Dataset excerpts on object pointing:
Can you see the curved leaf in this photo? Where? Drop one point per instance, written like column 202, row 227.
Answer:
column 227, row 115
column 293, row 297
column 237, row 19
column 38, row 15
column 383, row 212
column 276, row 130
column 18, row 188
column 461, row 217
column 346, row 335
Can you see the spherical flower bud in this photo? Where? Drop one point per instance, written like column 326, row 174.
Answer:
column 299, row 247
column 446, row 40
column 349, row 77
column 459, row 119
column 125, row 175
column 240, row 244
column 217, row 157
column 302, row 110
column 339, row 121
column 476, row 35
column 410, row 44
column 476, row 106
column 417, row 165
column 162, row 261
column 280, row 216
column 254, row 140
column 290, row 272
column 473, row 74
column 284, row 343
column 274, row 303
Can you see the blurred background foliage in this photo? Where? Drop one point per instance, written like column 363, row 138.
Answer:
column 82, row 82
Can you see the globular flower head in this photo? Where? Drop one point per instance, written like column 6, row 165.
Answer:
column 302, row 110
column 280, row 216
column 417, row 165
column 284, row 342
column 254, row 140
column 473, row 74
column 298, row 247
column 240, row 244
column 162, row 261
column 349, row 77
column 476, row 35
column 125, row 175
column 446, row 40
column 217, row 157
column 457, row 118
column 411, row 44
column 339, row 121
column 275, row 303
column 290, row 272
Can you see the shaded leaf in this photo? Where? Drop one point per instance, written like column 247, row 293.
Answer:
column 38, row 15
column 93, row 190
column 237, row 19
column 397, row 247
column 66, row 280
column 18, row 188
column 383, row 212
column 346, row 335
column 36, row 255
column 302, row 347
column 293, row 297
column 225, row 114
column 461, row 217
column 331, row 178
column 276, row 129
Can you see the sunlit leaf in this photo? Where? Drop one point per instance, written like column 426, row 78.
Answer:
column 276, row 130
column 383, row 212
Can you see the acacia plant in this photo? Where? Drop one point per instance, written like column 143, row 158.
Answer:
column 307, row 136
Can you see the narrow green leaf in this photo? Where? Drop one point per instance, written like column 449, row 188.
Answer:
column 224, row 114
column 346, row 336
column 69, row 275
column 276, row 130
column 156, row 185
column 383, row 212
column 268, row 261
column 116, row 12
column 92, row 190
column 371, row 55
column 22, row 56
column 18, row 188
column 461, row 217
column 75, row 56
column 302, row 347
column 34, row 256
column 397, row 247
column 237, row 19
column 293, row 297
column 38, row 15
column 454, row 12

▶ _Do this_
Copy the records word for word, starting with the first line and going on through the line with "column 274, row 303", including that line.

▶ _Output of the task_
Can you see the curved leaf in this photo? Where? Drop one point per instance, written like column 202, row 227.
Answer:
column 227, row 115
column 293, row 297
column 237, row 19
column 38, row 15
column 383, row 212
column 276, row 130
column 18, row 188
column 461, row 217
column 346, row 335
Can you see the spherical flower bud in this photo? Where? Drop one point per instance, written like column 326, row 174.
Answer:
column 299, row 247
column 446, row 40
column 349, row 77
column 459, row 119
column 125, row 175
column 240, row 244
column 217, row 157
column 302, row 110
column 339, row 121
column 476, row 35
column 410, row 44
column 476, row 106
column 417, row 165
column 162, row 261
column 280, row 216
column 254, row 140
column 290, row 272
column 473, row 74
column 284, row 343
column 274, row 303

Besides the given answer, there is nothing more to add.